▸ **Objetivo 1**: Segundo o trecho sobre niilismo, qual é o nome do princípio originário de tudo o que existe proposto por Anaximandro de Mileto?
▸ **Objetivo 2**: Transcreva do trecho sobre niilismo a passagem que começa em "Conforme o professor, no" e termina em "econômicos se comportam.".

▸ **Trecho para leitura**:
════

Conforme o professor, no niilismo passivo, representado pelas intenções de Jobu, propõe-se apenas a destruição dos valores sem colocar nada no lugar, podendo levar à desagregação social, à destruição de tradições, a conflitos entre indivíduos e instituições sociais – no caso, o que aconteceu com Jobu e sua família – ou a situações piores, como massacres e suicídios.

Ezimar Bravin, professor de filosofia e sociologia da Escola Monteiro (Imagem: Monteiro)

Segundo Bravin, a perda de referenciais pode ser devastadora para seres sociais, como os humanos. Agora, em relação ao niilismo ativo, evocado por Evelyn Wang, a destruição de valores que negam a vida pode resultar em pequenas ou grandes transformações, desde a forma como tratamos outra pessoa ou como sistemas políticos e econômicos se comportam.

TUDO AO MESMO TEMPO NO MESMO LUGAR

No filme, a antagonista Jobu Tupaki, com a intenção de pôr um fim à sua vida vazia de motivações e carregada da falta de significados, constrói um elemento chamado “Bagel”, que é a junção de TUDO que existe, ao mesmo tempo, em um único lugar – fazendo alusão ao título do longa metragem. Assim, Jobu obtém como resultado o NADA, uma espécie de antimatéria que destrói tudo com o que entra em contato, o “Beagel”.

Begal, uma rosquinha feita de tudo (Imagem: A24 FIlmes)

De acordo com o professor Bravin, na filosofia antiga, entre os pensadores pré-socráticos, existiu Anaximandro de Mileto. Ele propôs – no sentido inverso ao do “Bagel” – que existia um princípio originário de tudo o que existe, o chamado Ápeiron.

════

▸ **Linhas de dados**:
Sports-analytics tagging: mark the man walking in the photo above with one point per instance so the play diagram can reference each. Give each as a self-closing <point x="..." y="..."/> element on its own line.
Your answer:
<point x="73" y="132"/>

════

▸ **Resultado 1**: Ápeiron.

▸ **Resultado 2**:
Conforme o professor, no niilismo passivo, representado pelas intenções de Jobu, propõe-se apenas a destruição dos valores sem colocar nada no lugar, podendo levar à desagregação social, à destruição de tradições, a conflitos entre indivíduos e instituições sociais – no caso, o que aconteceu com Jobu e sua família – ou a situações piores, como massacres e suicídios.

Ezimar Bravin, professor de filosofia e sociologia da Escola Monteiro (Imagem: Monteiro)

Segundo Bravin, a perda de referenciais pode ser devastadora para seres sociais, como os humanos. Agora, em relação ao niilismo ativo, evocado por Evelyn Wang, a destruição de valores que negam a vida pode resultar em pequenas ou grandes transformações, desde a forma como tratamos outra pessoa ou como sistemas políticos e econômicos se comportam.